→ TEXT TO READ:

▼▼▼

Wikipedia:Reference desk/Archives/Computing/2024 August 7

Computing desk
< August 6 << Jul | August | Sep >> August 8 >
Welcome to the Wikipedia Computing Reference Desk Archives
The page you are currently viewing is a transcluded archive page. While you can leave answers for any questions shown below, please ask new questions on one of the current reference desk pages.


August 7

edit

Single versus Multiple Exit Points in a Function

edit

When I was in school back in the 90s, we were taught that a function should have only one exit point. Do they still teach this? I'm asking because I'm coming across a lot of code when doing code reviews where the developer has multiple exit points and I'm wondering if I should ask them to change their code to have one exit point or let it slide. For example, I often see code like this:

        private static bool IsBeatle1(string name)
        {
            if (name == "Paul") 
            {
                return true;
            }
            if (name == "John")
            {
                return true;
            }
            if (name == "George")
            {
                return true;
            }
            if (name == "Ringo")
            {
                return true;
            }
            return false;
        }

Personally, this is how I would have written this code:

        static bool IsBeatle2(string name)
        {
            bool isBeatle = false;
            if (name == "Paul")
            {
                isBeatle = true;
            }
            else if (name == "John")
            {
                isBeatle = true;
            }
            else if (name == "George")
            {
                isBeatle = true;
            }
            else if (name == "Ringo")
            {
                isBeatle = true;
            }
            return isBeatle;
        }

So, my question is two fold:

  1. Do they still teach in school that a function should have a single exit point?
  2. When doing code reviews, should I ask the developer to rewrite their code to have one single exit point? Yes, I realize that this second question is a value judgement but I'm OK with hearing other people's opinions.

▲▲▲

→ PROVIDED INFORMATION:
▼▼▼

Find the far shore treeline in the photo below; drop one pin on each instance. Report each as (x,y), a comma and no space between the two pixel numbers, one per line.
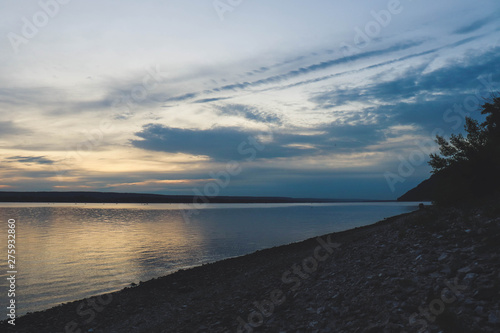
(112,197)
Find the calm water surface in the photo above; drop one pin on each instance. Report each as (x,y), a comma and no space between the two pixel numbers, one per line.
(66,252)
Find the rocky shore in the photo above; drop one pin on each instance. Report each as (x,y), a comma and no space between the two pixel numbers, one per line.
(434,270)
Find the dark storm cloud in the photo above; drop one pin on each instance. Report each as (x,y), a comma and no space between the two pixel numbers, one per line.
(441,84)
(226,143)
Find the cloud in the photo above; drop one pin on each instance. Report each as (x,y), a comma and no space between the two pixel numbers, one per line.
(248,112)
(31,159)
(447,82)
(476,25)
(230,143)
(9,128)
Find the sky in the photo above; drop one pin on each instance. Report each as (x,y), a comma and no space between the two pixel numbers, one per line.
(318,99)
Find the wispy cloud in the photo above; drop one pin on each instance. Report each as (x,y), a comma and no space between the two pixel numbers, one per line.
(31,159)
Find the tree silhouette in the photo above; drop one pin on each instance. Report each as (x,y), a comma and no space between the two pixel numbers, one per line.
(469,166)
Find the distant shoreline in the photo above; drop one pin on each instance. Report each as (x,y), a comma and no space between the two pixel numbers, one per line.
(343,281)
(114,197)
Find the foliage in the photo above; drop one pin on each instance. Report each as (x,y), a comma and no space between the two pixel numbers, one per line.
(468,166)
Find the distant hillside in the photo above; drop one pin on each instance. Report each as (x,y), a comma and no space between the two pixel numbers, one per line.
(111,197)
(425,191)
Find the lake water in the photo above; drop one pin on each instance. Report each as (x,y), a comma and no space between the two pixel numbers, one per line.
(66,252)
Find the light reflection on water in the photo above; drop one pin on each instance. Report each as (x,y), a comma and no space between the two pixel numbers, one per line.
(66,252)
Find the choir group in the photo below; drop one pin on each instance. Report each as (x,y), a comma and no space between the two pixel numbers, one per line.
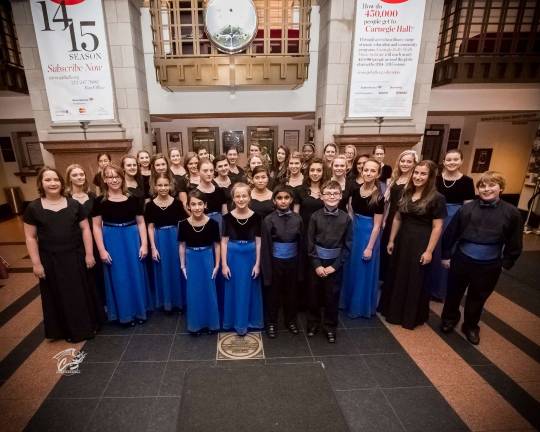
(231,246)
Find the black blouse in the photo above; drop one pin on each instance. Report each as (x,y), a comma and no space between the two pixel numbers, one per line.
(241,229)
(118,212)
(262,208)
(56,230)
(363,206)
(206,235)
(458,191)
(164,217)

▲▲▲
▼▼▼

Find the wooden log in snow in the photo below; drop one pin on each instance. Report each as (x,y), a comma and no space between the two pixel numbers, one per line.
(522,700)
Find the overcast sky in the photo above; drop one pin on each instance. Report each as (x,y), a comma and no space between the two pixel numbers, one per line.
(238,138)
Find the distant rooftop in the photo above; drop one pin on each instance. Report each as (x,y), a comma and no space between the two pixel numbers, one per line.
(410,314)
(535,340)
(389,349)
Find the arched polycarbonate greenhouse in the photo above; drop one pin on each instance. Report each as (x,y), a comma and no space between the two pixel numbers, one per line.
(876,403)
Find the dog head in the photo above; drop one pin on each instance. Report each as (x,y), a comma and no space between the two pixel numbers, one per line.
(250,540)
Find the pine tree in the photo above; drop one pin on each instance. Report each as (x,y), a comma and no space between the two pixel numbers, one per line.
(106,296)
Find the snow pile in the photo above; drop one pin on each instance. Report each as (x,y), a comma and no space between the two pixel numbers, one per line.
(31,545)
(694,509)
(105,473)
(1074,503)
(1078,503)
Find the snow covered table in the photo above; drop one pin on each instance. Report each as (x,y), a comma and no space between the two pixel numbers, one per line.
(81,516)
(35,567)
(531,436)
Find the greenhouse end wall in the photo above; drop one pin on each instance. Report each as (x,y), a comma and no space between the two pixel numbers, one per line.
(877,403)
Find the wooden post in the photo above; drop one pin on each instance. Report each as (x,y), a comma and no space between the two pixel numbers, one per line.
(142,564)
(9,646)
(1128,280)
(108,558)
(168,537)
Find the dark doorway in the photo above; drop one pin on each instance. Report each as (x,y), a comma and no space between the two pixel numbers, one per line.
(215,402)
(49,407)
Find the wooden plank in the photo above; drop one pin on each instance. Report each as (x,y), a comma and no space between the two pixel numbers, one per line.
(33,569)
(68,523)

▲▲▲

→ ACTIONS TO TAKE:
a) In the reference desk thread, what did the poster learn in school in the 90s about how many exit points a function should have?
b) Quote the reference desk thread between "Computing desk" and "reference desk pages.", inclusive.

→ ANSWERS FOR THE TASKS:
a) A function should have only one exit point.

b)
Computing desk
< August 6 << Jul | August | Sep >> August 8 >
Welcome to the Wikipedia Computing Reference Desk Archives
The page you are currently viewing is a transcluded archive page. While you can leave answers for any questions shown below, please ask new questions on one of the current reference desk pages.